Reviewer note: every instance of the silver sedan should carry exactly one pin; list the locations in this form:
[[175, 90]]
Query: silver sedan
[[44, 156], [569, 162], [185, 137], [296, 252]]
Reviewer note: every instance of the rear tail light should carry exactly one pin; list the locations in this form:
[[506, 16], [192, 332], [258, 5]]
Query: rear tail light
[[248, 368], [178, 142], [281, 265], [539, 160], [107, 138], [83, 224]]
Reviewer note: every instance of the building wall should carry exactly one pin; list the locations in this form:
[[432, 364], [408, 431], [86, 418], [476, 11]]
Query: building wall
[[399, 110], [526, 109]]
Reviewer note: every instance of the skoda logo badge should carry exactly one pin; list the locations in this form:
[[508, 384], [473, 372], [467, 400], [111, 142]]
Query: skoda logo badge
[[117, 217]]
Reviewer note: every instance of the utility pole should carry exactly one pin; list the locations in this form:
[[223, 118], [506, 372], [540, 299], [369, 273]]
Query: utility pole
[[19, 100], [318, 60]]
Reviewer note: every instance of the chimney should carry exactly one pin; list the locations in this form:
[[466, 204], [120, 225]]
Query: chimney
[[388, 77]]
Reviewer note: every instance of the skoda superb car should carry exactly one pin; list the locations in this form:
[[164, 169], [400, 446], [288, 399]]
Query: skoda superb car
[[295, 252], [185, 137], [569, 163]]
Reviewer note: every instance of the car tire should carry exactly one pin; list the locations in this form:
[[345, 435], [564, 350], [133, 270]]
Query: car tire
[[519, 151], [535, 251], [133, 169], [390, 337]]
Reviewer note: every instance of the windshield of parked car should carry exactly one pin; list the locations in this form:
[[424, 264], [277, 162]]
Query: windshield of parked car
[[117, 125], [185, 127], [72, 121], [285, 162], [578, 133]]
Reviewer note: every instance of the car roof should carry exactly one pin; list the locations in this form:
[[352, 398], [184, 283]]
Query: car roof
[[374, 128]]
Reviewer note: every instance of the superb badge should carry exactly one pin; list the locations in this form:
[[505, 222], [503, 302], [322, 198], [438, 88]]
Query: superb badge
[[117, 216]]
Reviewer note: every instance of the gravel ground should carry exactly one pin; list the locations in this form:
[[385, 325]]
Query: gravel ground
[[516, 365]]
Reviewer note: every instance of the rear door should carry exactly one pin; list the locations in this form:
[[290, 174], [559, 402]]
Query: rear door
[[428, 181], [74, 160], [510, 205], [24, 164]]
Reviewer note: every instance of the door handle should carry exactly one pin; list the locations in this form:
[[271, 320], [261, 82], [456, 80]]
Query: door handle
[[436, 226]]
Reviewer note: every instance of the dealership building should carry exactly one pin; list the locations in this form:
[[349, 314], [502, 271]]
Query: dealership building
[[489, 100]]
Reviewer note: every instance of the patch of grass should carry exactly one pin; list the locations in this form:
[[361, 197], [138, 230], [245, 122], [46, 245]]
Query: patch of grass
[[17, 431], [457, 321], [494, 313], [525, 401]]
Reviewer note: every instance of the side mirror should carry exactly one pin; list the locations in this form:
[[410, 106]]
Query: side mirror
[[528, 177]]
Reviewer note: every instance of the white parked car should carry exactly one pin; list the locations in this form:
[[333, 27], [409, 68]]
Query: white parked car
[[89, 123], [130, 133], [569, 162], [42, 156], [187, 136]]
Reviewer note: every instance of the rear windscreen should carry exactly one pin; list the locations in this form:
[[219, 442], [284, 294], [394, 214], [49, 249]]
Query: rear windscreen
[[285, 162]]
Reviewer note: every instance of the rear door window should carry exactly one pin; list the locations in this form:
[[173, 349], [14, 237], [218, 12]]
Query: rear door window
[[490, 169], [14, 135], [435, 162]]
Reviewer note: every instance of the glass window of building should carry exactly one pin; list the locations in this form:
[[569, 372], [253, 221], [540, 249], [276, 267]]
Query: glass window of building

▶ Objective: Give every line of the records above as a JSON list of strings, one string per line, and leave out any blank lines.

▶ Solution to this task:
[
  "Reviewer note: every instance of the silver sedan should carry exactly one pin; list the locations in this form:",
  "[[175, 90]]",
  "Query: silver sedan",
  "[[44, 156], [569, 162], [185, 137], [296, 252]]",
  "Reviewer note: every instance of the rear tail light should carry exactly one pin; list the locations in this form:",
  "[[506, 16], [192, 332], [258, 5]]",
  "Query: rear tail light",
  "[[248, 368], [178, 142], [281, 265], [539, 160], [107, 138], [83, 224]]",
  "Reviewer note: every instance of the building wall should carry exactly one pin; list the locations in this form:",
  "[[432, 364], [408, 431], [86, 418], [476, 11]]",
  "Query: building wall",
  "[[399, 110], [526, 109]]",
  "Reviewer note: every instance of the skoda logo badge should carry exactly one pin; list the locations in this form:",
  "[[508, 384], [473, 372], [467, 400], [111, 142]]",
  "Query: skoda logo badge",
  "[[117, 217]]",
  "Reviewer note: every instance of the utility pole should carry exactly one pin; list the locations in this form:",
  "[[223, 118], [506, 372], [540, 299], [369, 273]]",
  "Query: utility pole",
  "[[19, 100], [318, 60]]",
  "Reviewer note: every instance of the chimney should carry exactly one pin; list the locations in this form:",
  "[[466, 204], [120, 225]]",
  "Query: chimney",
  "[[388, 77]]",
  "Reviewer note: every instance of the skoda superb car should carry exactly one pin; list the locations in this form:",
  "[[164, 169], [400, 446], [288, 399]]",
  "Query: skoda superb car",
  "[[295, 252], [185, 137], [569, 163]]",
  "Reviewer note: every instance of the car tire should carry exactly one pin; list the locations in this form:",
  "[[345, 435], [564, 350], [133, 270]]",
  "Query: car tire",
  "[[519, 151], [535, 251], [133, 169], [390, 337]]",
  "Reviewer note: every instance of the windshield of parked car should carry exactly one pin; list the locations in this form:",
  "[[424, 264], [277, 162]]",
  "Query: windshield of parked car",
  "[[117, 125], [185, 127], [72, 121], [285, 162], [578, 133]]",
  "Reviewer note: every instance of the car roof should carry exactly one pin; list the locations in this form:",
  "[[352, 398], [184, 283]]",
  "Query: car roof",
  "[[374, 128]]",
  "Reviewer note: every instance of the superb badge should carry exactly one pin; list the locations in this form:",
  "[[505, 222], [503, 302], [322, 198], [438, 88]]",
  "Query: superb badge",
  "[[117, 216]]",
  "Reviewer note: every instance of the gravel ground should carry exactly one pin; list the locations in this form:",
  "[[385, 325]]",
  "Query: gravel ground",
  "[[516, 365]]",
  "Reviewer note: every instance of the rear door should carry exactly one pin; list the locations in this form:",
  "[[290, 174], [559, 402]]",
  "Query: rear door",
  "[[428, 181], [74, 160], [510, 205], [24, 164]]",
  "Reviewer note: every instance of the door handle should carry exactly one pin; list the locations in this form:",
  "[[271, 320], [261, 82], [456, 80]]",
  "Query: door handle",
  "[[436, 226]]",
  "Reviewer note: every instance of the dealership building should carry exactly one pin; list the locations in this form:",
  "[[349, 314], [502, 271]]",
  "Query: dealership building",
  "[[489, 100]]",
  "Reviewer note: every instance of the patch of grass should carry exactly one pin; list the locations in this form:",
  "[[361, 197], [138, 230], [245, 122], [46, 245]]",
  "Query: patch of grass",
  "[[17, 431], [457, 321], [494, 313], [525, 401]]",
  "Reviewer note: every instance of the side mirror should carry exactly one pin; list the locations in this form:",
  "[[410, 106]]",
  "Query: side mirror",
  "[[528, 177]]",
  "Reviewer note: every instance of the white parked car should carry exactly one pin; list the locations in this form:",
  "[[333, 27], [409, 68]]",
  "Query: white parked car",
  "[[89, 123], [130, 133], [569, 162], [42, 156], [187, 136]]",
  "Reviewer note: every instance of the rear windscreen should carry exactly one pin; list the locations in this form:",
  "[[219, 442], [284, 294], [394, 214], [49, 249]]",
  "Query: rear windscreen",
  "[[285, 162]]",
  "Reviewer note: every instance of the rear door window should carry exactly one pin; list the locations in this form:",
  "[[173, 349], [14, 237], [218, 12]]",
  "Query: rear door window",
  "[[490, 169], [14, 135], [435, 162]]",
  "Reviewer note: every instance of the glass window of building should carry exactly one pin; list the locations in this form:",
  "[[569, 372], [253, 221], [540, 249], [276, 267]]",
  "Query: glass window of building"
]